→ SET TASK
Report each line of the records that contains the word "lawn", copying every such line in full. Case counts.

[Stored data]
------------------------------------
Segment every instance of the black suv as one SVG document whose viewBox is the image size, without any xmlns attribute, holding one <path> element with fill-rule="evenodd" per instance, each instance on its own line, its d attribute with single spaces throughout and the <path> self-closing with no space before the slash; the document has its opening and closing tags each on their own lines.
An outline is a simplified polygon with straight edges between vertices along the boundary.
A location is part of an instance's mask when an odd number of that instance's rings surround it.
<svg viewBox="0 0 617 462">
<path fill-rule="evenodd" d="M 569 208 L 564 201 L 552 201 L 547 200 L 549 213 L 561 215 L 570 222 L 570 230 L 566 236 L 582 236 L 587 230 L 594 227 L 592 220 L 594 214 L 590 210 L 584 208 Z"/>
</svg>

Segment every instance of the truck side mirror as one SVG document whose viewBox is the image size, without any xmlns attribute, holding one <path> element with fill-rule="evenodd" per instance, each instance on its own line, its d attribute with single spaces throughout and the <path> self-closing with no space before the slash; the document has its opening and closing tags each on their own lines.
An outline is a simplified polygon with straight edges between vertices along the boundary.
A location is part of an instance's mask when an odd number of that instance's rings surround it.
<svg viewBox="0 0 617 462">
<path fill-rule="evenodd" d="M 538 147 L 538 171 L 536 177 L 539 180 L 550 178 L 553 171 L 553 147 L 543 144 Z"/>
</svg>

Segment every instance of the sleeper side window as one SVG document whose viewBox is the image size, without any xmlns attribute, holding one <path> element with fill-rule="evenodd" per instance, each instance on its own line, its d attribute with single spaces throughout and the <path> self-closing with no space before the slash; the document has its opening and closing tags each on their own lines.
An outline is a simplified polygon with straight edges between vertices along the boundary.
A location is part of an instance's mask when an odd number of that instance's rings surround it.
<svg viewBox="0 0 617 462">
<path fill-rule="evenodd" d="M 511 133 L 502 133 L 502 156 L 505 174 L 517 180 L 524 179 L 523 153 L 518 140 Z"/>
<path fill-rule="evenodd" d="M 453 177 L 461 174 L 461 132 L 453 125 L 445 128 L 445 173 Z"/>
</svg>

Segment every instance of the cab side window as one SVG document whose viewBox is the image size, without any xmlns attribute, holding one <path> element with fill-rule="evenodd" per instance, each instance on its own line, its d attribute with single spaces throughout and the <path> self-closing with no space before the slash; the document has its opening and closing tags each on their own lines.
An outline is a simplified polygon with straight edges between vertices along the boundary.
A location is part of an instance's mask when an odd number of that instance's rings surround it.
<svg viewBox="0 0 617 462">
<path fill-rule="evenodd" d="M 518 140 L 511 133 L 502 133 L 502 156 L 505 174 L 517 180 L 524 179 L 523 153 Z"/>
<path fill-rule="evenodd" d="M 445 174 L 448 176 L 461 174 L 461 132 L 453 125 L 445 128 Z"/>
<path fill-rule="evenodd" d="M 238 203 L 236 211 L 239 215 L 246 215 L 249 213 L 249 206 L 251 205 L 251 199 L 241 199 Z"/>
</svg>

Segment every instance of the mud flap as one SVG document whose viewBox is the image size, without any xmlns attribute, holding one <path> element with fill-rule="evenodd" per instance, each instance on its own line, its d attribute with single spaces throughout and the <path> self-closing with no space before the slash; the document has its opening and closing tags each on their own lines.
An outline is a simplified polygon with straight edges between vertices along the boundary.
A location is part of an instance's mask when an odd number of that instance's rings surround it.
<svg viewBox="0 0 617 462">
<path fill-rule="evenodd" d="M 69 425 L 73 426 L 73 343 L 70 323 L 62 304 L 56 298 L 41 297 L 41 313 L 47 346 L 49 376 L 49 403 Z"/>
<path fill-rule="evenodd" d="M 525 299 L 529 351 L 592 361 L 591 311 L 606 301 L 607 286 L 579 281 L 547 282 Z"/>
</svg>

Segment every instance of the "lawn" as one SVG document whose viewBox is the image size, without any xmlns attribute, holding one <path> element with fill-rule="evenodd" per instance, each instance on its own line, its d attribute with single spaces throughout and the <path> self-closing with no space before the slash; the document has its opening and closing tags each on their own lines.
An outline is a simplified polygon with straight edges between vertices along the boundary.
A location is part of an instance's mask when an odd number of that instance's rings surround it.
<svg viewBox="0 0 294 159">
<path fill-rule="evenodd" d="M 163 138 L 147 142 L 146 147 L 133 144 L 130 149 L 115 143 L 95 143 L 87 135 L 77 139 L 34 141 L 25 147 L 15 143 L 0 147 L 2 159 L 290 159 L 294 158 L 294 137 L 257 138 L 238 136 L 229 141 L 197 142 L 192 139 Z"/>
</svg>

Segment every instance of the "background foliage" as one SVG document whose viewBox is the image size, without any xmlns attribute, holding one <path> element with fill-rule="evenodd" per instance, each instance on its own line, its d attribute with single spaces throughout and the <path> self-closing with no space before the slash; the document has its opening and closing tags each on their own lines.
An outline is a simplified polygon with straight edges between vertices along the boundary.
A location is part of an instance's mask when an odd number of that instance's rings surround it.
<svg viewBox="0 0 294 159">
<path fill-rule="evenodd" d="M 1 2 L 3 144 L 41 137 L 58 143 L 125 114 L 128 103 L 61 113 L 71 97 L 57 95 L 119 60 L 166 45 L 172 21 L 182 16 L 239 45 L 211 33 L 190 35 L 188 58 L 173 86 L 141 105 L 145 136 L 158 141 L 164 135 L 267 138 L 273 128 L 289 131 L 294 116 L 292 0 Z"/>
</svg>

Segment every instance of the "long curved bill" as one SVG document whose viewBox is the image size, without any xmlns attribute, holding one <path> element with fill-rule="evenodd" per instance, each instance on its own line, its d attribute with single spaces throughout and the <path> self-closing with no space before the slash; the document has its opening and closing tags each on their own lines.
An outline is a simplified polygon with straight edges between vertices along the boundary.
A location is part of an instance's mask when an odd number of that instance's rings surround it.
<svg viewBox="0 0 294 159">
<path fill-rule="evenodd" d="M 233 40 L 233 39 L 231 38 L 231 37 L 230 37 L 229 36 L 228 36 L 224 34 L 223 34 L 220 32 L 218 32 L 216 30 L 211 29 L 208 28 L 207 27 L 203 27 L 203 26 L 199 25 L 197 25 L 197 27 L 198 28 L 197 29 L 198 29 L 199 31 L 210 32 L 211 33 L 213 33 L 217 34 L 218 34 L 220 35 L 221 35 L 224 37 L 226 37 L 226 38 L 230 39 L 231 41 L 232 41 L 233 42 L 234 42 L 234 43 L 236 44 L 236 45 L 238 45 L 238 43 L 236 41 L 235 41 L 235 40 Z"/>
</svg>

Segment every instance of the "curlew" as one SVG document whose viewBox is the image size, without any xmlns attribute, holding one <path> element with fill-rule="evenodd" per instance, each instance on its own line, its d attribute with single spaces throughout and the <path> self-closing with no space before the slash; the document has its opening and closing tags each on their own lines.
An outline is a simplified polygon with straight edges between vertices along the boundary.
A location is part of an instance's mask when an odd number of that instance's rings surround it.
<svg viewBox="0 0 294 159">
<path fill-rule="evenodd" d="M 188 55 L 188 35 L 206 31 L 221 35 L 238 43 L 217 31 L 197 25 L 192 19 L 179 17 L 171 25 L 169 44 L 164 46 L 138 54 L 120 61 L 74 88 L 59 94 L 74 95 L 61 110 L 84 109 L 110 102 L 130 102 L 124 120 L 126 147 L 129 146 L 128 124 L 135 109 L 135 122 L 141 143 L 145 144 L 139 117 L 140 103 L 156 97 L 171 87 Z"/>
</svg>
------------------------------------
→ SOLUTION TO THIS EXERCISE
Segment every instance of the "lawn" as one SVG document whose viewBox is the image size, without any xmlns attribute, holding one <path> element with fill-rule="evenodd" per instance, each instance on its own line, its d attribute with single spaces throughout and the <path> self-closing with no space before the slash; the document has its opening and closing tags each on their own lines.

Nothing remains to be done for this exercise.